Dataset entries
--------------------

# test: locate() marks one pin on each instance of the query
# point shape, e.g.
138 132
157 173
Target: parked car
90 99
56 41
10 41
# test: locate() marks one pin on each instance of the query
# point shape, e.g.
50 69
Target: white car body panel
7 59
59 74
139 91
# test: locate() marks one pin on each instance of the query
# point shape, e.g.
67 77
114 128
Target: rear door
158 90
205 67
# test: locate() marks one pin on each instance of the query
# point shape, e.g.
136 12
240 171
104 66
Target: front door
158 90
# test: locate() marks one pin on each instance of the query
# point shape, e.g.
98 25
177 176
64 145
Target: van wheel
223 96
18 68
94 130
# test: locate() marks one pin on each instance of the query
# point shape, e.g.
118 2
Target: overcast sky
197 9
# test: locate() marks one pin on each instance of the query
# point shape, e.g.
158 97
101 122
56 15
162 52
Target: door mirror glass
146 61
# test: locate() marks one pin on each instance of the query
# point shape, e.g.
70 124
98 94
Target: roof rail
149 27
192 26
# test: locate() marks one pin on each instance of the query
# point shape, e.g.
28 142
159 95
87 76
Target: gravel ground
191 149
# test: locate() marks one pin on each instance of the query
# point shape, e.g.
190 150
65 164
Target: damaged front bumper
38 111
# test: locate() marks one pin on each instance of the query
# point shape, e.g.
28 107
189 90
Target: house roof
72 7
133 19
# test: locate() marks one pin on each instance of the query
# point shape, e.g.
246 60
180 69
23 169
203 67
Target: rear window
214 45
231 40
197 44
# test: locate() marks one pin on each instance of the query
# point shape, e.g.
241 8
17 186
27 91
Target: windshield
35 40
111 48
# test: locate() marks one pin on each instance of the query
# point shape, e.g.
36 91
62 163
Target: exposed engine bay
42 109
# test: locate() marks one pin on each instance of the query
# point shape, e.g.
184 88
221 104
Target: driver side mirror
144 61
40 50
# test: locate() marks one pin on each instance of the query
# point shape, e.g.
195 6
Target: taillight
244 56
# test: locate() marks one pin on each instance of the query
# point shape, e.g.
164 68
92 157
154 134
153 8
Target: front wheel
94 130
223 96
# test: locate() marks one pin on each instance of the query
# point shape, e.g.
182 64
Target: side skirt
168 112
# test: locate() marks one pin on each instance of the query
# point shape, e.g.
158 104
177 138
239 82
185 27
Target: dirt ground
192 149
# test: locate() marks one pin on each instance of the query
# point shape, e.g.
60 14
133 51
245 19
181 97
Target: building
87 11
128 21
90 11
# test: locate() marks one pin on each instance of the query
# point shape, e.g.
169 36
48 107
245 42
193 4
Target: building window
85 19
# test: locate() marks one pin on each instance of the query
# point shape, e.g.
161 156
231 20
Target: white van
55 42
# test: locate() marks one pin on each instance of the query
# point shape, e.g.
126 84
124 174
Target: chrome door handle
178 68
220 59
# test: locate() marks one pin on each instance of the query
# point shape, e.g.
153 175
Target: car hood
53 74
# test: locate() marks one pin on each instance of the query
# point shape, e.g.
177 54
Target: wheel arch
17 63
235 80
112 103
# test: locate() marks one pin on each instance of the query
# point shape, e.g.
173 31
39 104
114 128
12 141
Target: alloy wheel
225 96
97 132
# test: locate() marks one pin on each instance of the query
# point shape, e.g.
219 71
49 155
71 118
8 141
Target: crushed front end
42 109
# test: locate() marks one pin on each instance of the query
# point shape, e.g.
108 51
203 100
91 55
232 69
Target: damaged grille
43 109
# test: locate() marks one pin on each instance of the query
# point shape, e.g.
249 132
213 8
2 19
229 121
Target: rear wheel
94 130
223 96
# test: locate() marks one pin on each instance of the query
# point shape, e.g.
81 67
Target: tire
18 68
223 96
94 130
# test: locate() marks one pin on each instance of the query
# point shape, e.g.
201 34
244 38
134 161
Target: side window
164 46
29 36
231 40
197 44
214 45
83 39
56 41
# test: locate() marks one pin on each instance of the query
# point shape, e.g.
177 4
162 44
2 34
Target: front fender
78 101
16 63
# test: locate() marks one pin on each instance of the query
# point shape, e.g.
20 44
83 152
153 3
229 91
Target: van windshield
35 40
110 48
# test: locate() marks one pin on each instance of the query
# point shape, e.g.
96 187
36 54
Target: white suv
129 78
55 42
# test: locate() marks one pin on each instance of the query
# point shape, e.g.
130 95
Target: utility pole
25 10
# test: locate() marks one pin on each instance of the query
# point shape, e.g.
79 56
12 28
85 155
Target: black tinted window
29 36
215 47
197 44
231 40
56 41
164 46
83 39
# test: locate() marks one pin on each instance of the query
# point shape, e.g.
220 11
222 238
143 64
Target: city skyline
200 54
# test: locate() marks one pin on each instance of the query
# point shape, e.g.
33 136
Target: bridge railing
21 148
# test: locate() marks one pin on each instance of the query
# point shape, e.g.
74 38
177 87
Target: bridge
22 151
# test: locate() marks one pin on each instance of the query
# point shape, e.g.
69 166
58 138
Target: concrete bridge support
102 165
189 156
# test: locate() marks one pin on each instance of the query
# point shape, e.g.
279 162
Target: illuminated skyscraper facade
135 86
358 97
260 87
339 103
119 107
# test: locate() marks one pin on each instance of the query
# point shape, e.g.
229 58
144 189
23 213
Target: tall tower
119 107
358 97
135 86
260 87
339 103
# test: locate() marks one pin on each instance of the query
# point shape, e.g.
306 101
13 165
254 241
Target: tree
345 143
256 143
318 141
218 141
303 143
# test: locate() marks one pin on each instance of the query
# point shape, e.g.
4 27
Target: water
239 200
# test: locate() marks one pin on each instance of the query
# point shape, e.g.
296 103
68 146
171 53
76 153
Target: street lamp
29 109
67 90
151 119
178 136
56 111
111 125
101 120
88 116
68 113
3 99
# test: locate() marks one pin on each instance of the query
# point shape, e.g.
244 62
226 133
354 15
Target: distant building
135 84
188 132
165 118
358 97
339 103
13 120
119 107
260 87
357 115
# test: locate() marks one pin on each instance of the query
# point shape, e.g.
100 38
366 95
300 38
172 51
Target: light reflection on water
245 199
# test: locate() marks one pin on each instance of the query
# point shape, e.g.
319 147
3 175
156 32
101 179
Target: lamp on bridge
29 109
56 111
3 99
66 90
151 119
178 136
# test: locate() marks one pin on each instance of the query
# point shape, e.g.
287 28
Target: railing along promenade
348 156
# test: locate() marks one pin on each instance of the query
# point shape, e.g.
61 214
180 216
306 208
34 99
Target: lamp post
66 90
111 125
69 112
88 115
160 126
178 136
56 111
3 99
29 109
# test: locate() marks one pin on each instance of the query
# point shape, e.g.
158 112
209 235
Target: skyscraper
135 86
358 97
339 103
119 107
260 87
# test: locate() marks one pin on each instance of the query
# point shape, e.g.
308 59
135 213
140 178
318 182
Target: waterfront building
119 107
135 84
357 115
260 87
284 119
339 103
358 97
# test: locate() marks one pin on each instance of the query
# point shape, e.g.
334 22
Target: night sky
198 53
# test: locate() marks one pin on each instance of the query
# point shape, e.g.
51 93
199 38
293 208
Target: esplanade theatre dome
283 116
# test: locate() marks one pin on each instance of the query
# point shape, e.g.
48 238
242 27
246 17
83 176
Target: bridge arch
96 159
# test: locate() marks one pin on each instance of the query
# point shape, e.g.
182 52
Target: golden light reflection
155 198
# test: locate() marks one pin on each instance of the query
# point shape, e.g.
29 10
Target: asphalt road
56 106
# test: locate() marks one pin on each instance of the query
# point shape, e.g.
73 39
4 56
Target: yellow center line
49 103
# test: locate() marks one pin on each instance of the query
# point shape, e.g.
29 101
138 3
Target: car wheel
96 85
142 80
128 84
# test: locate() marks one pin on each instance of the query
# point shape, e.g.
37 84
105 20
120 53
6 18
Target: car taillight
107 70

--------------------

Please return the full set of records exactly as given above.

# test: locate() marks one pin on each instance of the query
# point shape, e.g.
138 132
157 173
Target: parked car
90 99
56 41
10 41
# test: locate() marks one pin on each instance of the query
# point shape, e.g.
50 69
Target: white car body panel
7 59
59 74
139 91
# test: locate() marks one pin on each instance of the query
# point shape, e.g.
67 77
114 128
Target: rear door
158 90
205 67
# test: locate() marks one pin on each instance of the query
# point shape, e.g.
136 12
240 171
104 66
Target: front door
158 90
# test: locate() marks one pin on each instance of the query
# point shape, e.g.
98 25
177 176
64 145
Target: van wheel
223 96
18 68
94 130
# test: locate() marks one pin on each instance of the query
# point shape, e.g.
118 2
Target: overcast sky
197 9
# test: locate() marks one pin on each instance of the query
# point shape, e.g.
158 97
101 122
56 15
162 52
Target: door mirror glass
146 61
# test: locate() marks one pin on each instance of the query
# point shape, e.g.
70 124
98 94
Target: roof rail
149 27
192 26
# test: locate() marks one pin on each instance of the query
# point shape, e.g.
28 142
159 95
87 76
Target: gravel ground
191 149
# test: locate() marks one pin on each instance of the query
# point shape, e.g.
190 150
65 164
Target: damaged front bumper
38 111
# test: locate() marks one pin on each instance of the query
# point shape, e.g.
28 107
189 90
Target: house roof
72 7
133 19
# test: locate() marks one pin on each instance of the query
# point shape, e.g.
246 60
180 69
23 169
203 67
Target: rear window
214 45
231 40
197 44
# test: locate() marks one pin on each instance of the query
# point shape, e.g.
241 8
17 186
27 91
Target: windshield
35 40
111 48
# test: locate() marks one pin on each instance of the query
# point shape, e.g.
36 91
62 163
Target: exposed engine bay
42 109
# test: locate() marks one pin on each instance of the query
# point shape, e.g.
184 88
221 104
Target: driver side mirror
144 61
40 50
# test: locate() marks one pin on each instance of the query
# point shape, e.g.
195 6
Target: taillight
244 56
# test: locate() marks one pin on each instance of the query
# point shape, e.g.
164 68
92 157
154 134
153 8
Target: front wheel
94 130
223 96
# test: locate() marks one pin on each instance of the query
# point shape, e.g.
182 64
Target: side skirt
168 112
# test: locate() marks one pin on each instance of the query
# point shape, e.g.
158 104
177 138
239 82
185 27
Target: dirt ground
192 149
# test: locate() marks one pin on each instance of the query
# point shape, e.g.
60 14
133 51
245 19
181 97
Target: building
87 11
128 21
90 11
# test: locate() marks one pin on each instance of the query
# point shape, e.g.
169 36
48 107
245 42
193 4
Target: building window
85 19
# test: locate() marks one pin on each instance of the query
# point shape, e.g.
161 156
231 20
Target: white van
55 42
# test: locate() marks one pin on each instance of the query
# point shape, e.g.
126 84
124 174
Target: chrome door handle
178 68
220 59
# test: locate() marks one pin on each instance of the query
# point shape, e.g.
153 175
Target: car hood
53 74
# test: locate() marks one pin on each instance of the query
# point shape, e.g.
177 54
Target: wheel arch
17 63
235 80
112 103
# test: locate() marks one pin on each instance of the query
# point shape, e.g.
173 31
39 104
114 128
12 141
Target: alloy wheel
225 96
97 132
# test: locate() marks one pin on each instance of the query
# point shape, e.g.
219 71
49 155
71 118
8 141
Target: crushed front end
42 109
# test: locate() marks one pin on each instance of the query
# point shape, e.g.
108 51
203 100
91 55
232 69
Target: damaged grille
43 109
# test: locate() marks one pin on each instance of the query
# point shape, e.g.
249 132
213 8
2 19
229 121
Target: rear wheel
94 130
223 96
# test: locate() marks one pin on each instance of the query
# point shape, e.g.
81 67
Target: tire
18 68
223 96
94 130
# test: locate() marks one pin on each instance of the query
# point shape, e.g.
201 34
244 38
134 161
Target: side window
164 46
29 36
231 40
197 44
214 45
83 39
56 41
# test: locate() marks one pin on each instance of the query
# point shape, e.g.
177 4
162 44
2 34
Target: front fender
78 101
16 63
# test: locate() marks one pin on each instance of the query
# point shape, e.g.
20 44
83 152
153 3
229 91
Target: van windshield
35 40
110 48
# test: locate() marks one pin on each instance of the query
# point shape, e.g.
96 187
36 54
Target: white suv
129 78
55 42
# test: locate() marks one pin on each instance of the query
# point shape, e.g.
130 95
Target: utility pole
25 10
# test: locate() marks one pin on each instance of the query
# point shape, e.g.
79 56
12 28
85 155
Target: black tinted window
29 36
215 47
197 44
231 40
56 41
164 46
83 39
# test: locate() marks one pin on each instance of the query
# point shape, e.g.
220 11
222 238
143 64
Target: city skyline
200 54
# test: locate() marks one pin on each instance of the query
# point shape, e.g.
33 136
Target: bridge railing
21 148
# test: locate() marks one pin on each instance of the query
# point shape, e.g.
74 38
177 87
Target: bridge
22 151
# test: locate() marks one pin on each instance of the query
# point shape, e.g.
69 166
58 138
Target: concrete bridge support
102 165
189 156
# test: locate() marks one pin on each instance of the query
# point shape, e.g.
279 162
Target: illuminated skyscraper facade
135 86
358 97
260 87
339 103
119 107
# test: locate() marks one pin on each instance of the query
# point shape, e.g.
229 58
144 189
23 213
Target: tall tower
119 107
358 97
135 86
260 87
339 103
# test: locate() marks one pin on each instance of the query
# point shape, e.g.
306 101
13 165
254 241
Target: tree
345 143
256 143
318 141
218 141
303 143
# test: locate() marks one pin on each instance of the query
# point shape, e.g.
4 27
Target: water
239 200
# test: locate() marks one pin on each instance of the query
# point shape, e.g.
296 103
68 146
171 53
76 153
Target: street lamp
29 109
67 90
151 119
178 136
56 111
111 125
101 120
88 116
68 113
3 99
# test: locate() marks one pin on each instance of the query
# point shape, e.g.
244 62
226 133
354 15
Target: distant building
135 84
188 132
165 118
358 97
339 103
13 120
119 107
260 87
357 115
# test: locate() marks one pin on each instance of the query
# point shape, e.g.
100 38
366 95
300 38
172 51
Target: light reflection on water
245 199
# test: locate() marks one pin on each instance of the query
# point shape, e.g.
319 147
3 175
156 32
101 179
Target: lamp on bridge
29 109
56 111
3 99
66 90
151 119
178 136
# test: locate() marks one pin on each instance of the query
# point shape, e.g.
287 28
Target: railing along promenade
348 156
# test: locate() marks one pin on each instance of the query
# point shape, e.g.
61 214
180 216
306 208
34 99
Target: lamp post
66 90
111 125
69 112
88 115
160 126
178 136
56 111
3 99
29 109
# test: locate() marks one pin on each instance of the query
# point shape, e.g.
158 112
209 235
Target: skyscraper
135 86
358 97
339 103
119 107
260 87
# test: locate() marks one pin on each instance of the query
# point shape, e.g.
308 59
135 213
140 178
318 182
Target: waterfront building
119 107
135 84
357 115
260 87
284 119
339 103
358 97
# test: locate() marks one pin on each instance of the query
# point shape, e.g.
334 22
Target: night sky
198 53
# test: locate() marks one pin on each instance of the query
# point shape, e.g.
51 93
199 38
293 208
Target: esplanade theatre dome
283 116
# test: locate() marks one pin on each instance of the query
# point shape, e.g.
48 238
242 27
246 17
83 176
Target: bridge arch
96 159
# test: locate() marks one pin on each instance of the query
# point shape, e.g.
182 52
Target: golden light reflection
155 198
# test: locate() marks one pin on each instance of the query
# point shape, e.g.
29 10
Target: asphalt road
56 106
# test: locate() marks one pin on each instance of the query
# point shape, e.g.
73 39
4 56
Target: yellow center line
49 103
# test: locate() marks one pin on each instance of the query
# point shape, e.g.
29 101
138 3
Target: car wheel
96 85
142 80
128 84
# test: locate() marks one pin on each instance of the query
# point shape, e.g.
37 84
105 20
120 53
6 18
Target: car taillight
107 70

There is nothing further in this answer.